━━ EXCERPTED DATA ━━
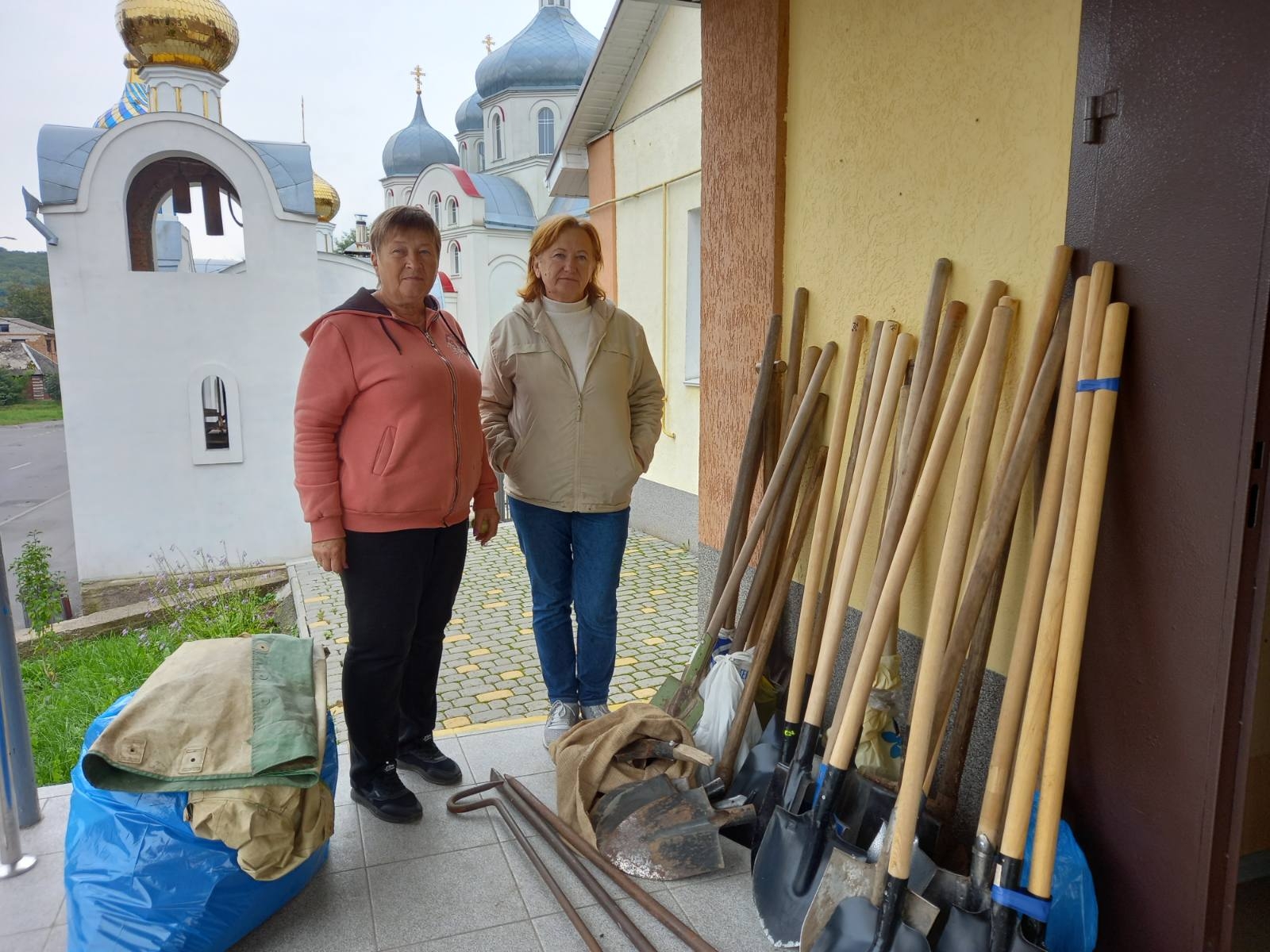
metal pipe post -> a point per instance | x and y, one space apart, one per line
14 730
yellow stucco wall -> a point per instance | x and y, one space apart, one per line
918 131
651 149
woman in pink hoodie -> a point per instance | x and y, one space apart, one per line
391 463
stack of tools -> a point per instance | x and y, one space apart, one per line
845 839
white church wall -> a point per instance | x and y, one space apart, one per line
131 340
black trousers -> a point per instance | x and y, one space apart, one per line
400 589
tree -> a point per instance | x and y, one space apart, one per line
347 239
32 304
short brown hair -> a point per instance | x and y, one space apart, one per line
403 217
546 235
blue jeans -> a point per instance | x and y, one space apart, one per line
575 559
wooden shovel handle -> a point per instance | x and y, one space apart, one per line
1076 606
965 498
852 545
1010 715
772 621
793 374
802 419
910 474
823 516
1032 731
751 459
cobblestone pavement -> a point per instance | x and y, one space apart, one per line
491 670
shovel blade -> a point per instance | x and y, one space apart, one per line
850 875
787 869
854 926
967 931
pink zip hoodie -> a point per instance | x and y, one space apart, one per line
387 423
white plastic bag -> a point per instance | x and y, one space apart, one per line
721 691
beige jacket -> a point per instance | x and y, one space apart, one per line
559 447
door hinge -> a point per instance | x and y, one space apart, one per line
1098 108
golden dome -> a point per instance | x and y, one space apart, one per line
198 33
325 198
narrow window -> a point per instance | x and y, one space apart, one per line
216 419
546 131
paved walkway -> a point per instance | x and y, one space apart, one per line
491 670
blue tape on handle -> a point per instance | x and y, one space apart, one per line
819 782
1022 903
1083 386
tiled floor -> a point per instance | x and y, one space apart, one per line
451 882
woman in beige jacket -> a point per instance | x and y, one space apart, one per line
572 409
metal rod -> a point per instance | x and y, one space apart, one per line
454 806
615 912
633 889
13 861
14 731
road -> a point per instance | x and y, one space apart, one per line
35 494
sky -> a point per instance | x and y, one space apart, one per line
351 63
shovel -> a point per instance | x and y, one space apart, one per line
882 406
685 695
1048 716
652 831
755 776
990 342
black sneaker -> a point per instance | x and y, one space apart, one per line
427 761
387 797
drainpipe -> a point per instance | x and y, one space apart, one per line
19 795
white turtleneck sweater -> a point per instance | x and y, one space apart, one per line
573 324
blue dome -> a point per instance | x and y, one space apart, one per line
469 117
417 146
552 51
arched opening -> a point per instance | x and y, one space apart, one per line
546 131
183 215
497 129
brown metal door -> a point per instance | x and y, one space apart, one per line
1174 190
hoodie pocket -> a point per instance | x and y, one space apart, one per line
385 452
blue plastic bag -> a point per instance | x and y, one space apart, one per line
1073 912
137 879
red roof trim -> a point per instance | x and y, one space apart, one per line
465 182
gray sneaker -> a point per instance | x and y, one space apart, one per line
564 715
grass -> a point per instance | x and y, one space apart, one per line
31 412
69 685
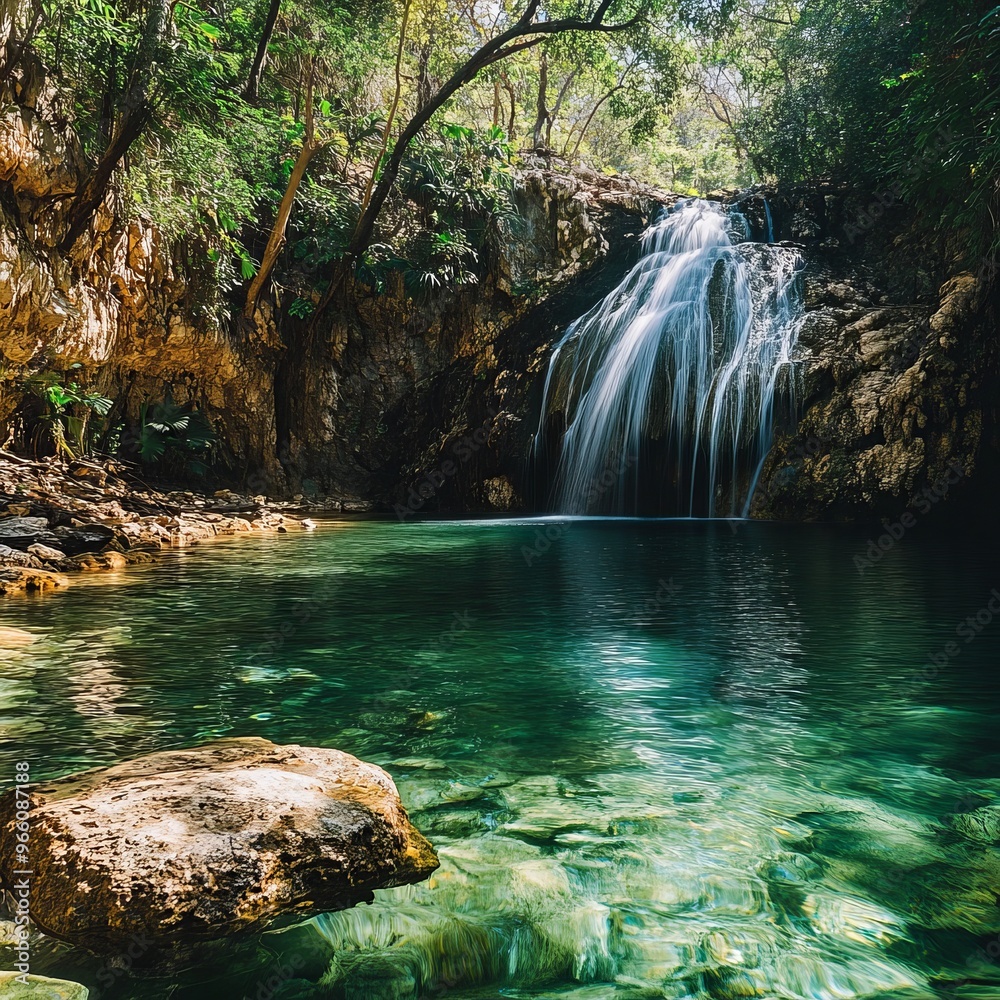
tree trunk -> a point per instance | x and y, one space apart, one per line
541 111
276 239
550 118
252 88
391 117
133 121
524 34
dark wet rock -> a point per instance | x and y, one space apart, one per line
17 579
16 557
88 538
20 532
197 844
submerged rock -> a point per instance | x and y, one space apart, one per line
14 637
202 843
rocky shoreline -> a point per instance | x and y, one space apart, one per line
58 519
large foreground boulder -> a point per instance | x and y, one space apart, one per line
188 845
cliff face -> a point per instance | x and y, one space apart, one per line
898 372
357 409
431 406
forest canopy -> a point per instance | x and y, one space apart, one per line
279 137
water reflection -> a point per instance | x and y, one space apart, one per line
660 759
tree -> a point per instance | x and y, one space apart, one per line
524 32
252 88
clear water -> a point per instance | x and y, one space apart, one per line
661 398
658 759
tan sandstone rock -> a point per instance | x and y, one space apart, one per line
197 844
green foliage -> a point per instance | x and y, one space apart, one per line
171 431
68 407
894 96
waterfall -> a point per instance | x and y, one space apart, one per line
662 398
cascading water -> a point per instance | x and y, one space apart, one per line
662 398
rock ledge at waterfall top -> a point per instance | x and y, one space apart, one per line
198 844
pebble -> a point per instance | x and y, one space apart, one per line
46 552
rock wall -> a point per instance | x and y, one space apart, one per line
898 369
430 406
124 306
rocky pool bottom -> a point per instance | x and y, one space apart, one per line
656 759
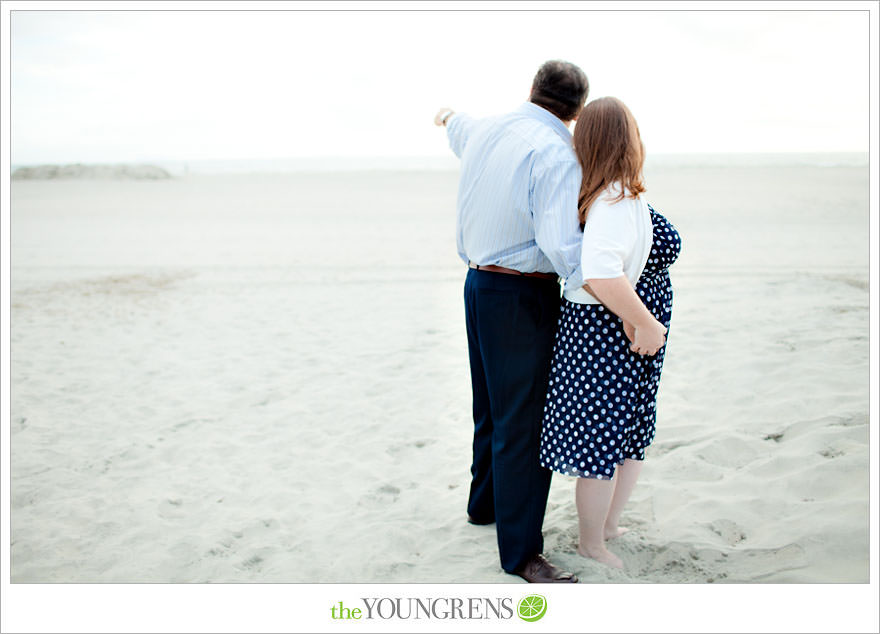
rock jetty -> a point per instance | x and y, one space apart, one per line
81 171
━━━
━━ EXCERPTED DATA ━━
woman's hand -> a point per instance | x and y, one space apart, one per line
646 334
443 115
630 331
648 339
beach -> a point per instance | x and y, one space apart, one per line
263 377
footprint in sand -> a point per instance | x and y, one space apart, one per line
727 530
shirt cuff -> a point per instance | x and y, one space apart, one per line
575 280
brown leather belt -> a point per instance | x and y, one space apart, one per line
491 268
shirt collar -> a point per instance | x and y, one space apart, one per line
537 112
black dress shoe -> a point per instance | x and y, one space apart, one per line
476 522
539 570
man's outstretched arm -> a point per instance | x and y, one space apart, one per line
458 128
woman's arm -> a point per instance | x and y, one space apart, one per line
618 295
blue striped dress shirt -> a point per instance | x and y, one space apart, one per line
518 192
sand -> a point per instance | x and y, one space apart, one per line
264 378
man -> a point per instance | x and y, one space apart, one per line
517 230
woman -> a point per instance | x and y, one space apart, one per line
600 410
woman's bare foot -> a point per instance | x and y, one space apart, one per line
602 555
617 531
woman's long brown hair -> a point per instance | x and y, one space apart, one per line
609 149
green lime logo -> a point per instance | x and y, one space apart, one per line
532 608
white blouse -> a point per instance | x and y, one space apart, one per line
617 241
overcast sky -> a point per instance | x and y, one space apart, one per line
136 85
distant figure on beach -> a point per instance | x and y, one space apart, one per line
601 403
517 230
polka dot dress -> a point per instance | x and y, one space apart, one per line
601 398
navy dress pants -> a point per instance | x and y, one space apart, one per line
━━━
Show every line of the records above that contains the string "pink". Matching is case-sensitive.

## [SOLUTION FOR THIS TASK]
woman in pink hoodie -> a point per instance | x and y, one space apart, one per line
pink zip hoodie -> a point per instance | x and y, one space apart, one per line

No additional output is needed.